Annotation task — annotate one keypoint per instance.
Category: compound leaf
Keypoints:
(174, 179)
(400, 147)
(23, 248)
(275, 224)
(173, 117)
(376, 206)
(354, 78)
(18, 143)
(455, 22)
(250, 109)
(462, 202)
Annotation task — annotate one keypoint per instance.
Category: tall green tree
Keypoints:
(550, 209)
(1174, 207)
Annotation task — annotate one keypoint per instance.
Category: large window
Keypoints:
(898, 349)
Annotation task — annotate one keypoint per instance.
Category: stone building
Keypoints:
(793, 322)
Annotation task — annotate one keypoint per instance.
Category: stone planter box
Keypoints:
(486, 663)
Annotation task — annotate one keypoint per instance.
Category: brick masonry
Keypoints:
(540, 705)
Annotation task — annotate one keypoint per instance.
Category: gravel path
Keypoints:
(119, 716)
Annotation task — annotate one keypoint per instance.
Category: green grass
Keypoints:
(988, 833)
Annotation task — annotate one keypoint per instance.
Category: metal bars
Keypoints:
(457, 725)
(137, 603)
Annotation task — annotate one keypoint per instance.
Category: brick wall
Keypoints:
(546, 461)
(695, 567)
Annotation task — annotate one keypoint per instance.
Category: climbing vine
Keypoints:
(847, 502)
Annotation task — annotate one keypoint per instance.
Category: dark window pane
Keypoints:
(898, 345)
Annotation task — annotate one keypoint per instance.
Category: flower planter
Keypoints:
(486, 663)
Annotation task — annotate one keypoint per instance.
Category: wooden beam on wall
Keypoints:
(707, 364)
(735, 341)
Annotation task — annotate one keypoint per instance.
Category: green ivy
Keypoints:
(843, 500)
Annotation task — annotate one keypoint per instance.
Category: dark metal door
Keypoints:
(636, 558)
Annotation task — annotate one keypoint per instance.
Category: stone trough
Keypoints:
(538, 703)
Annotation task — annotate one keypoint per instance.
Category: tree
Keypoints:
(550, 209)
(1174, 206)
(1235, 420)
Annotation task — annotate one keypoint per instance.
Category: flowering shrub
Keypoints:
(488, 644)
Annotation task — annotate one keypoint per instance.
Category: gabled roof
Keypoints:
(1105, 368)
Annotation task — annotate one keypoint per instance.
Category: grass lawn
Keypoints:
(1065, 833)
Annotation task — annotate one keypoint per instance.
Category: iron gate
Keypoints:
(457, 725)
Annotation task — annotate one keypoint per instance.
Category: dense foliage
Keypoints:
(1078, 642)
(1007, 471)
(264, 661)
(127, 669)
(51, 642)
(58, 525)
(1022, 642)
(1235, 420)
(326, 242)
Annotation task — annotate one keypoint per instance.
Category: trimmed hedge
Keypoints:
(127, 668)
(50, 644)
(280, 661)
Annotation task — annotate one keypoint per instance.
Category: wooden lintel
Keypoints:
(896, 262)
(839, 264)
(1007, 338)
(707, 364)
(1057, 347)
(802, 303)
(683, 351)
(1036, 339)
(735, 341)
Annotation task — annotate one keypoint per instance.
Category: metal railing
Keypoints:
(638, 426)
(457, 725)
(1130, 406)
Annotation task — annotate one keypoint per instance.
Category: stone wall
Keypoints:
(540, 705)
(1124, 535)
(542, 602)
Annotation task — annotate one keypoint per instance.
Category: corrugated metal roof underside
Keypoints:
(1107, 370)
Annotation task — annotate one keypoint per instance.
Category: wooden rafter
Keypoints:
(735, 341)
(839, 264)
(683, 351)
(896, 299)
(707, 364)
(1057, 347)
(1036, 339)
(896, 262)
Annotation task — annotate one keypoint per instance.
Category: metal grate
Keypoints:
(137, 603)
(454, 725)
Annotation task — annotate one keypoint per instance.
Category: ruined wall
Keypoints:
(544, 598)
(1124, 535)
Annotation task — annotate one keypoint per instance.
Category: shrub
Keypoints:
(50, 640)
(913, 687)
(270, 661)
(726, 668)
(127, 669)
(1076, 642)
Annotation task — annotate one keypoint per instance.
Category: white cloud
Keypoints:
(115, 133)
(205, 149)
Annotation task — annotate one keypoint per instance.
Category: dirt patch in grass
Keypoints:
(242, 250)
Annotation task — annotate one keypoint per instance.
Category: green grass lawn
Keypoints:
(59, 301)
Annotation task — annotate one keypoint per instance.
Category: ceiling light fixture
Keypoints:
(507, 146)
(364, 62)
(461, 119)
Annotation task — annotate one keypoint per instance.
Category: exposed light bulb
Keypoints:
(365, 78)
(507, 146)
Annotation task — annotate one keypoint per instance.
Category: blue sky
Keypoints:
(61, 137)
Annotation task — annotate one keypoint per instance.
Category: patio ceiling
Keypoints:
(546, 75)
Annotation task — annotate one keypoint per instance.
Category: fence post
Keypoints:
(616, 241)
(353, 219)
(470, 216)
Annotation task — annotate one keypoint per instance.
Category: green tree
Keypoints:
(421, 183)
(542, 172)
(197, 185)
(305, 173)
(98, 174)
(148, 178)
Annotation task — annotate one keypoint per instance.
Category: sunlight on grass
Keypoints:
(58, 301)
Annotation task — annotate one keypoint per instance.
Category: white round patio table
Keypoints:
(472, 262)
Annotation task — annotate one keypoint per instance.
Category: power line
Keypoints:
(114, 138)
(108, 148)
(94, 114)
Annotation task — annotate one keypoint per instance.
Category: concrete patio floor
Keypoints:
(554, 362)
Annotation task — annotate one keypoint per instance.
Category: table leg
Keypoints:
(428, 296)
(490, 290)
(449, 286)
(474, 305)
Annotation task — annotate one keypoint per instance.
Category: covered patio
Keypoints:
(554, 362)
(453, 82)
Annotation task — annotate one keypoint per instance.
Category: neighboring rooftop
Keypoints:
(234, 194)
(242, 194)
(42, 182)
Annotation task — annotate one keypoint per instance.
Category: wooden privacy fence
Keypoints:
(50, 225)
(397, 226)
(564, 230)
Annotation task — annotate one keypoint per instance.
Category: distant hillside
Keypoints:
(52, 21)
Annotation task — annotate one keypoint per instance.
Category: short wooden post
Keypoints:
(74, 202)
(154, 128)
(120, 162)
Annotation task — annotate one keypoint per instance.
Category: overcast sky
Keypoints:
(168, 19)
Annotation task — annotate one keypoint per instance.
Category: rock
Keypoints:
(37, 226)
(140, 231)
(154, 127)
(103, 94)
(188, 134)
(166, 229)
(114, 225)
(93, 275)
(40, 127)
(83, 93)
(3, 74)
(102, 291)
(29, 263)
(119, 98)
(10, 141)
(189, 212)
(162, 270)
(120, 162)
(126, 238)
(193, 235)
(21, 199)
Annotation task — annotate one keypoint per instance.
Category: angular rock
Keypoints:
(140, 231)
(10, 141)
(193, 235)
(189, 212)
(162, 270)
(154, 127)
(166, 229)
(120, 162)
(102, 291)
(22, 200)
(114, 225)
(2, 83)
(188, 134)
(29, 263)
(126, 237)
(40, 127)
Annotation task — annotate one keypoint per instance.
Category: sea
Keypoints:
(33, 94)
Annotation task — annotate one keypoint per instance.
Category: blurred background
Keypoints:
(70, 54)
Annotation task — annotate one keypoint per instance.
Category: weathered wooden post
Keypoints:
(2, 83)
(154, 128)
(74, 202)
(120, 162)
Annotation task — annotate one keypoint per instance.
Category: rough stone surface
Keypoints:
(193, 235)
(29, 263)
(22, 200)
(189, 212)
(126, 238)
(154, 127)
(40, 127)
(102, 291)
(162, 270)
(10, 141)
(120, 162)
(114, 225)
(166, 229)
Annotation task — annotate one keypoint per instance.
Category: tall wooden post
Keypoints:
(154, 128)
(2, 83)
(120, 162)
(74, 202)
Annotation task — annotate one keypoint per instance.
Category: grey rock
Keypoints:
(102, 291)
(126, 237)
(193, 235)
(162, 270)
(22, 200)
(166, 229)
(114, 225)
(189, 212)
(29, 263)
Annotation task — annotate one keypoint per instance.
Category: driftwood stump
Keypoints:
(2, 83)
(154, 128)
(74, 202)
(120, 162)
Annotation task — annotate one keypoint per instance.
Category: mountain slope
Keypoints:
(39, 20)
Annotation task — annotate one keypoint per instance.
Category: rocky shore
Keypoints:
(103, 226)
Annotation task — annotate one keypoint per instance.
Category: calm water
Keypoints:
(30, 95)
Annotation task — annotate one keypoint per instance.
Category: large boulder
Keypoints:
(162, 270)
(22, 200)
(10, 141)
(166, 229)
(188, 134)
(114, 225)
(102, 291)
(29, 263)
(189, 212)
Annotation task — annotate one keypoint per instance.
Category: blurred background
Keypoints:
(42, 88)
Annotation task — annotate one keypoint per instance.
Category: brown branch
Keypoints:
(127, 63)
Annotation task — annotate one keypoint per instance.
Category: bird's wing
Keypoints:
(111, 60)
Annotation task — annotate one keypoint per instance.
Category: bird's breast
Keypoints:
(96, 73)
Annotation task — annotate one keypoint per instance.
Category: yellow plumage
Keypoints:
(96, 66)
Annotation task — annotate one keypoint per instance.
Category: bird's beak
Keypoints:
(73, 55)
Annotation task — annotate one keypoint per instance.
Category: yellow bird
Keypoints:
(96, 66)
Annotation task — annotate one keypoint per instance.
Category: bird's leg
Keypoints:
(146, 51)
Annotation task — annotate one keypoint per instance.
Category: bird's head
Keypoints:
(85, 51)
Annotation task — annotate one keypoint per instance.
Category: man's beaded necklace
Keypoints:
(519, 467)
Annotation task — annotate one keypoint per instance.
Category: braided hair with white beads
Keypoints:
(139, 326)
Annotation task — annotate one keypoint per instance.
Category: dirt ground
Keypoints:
■ ■ ■ ■
From the records above, print exactly the lines that run from the line with "Category: blue sky" to the line with "Category: white round patio table", inclusive.

Expected answer:
Category: blue sky
Keypoints:
(61, 137)
Annotation task — annotate one keypoint per instance.
Category: patio ceiling
Keypoints:
(546, 75)
Annotation task — annotate one keypoint per instance.
Category: fence post
Keypoints:
(616, 241)
(353, 219)
(470, 216)
Annotation task — annotate one keypoint per instance.
Category: green tree
Keypoints:
(421, 183)
(542, 172)
(197, 185)
(305, 173)
(98, 174)
(148, 178)
Annotation task — annotate one keypoint per instance.
Category: sunlight on grass
Keypoints:
(58, 301)
Annotation task — annotate one keypoint per instance.
Category: white round patio table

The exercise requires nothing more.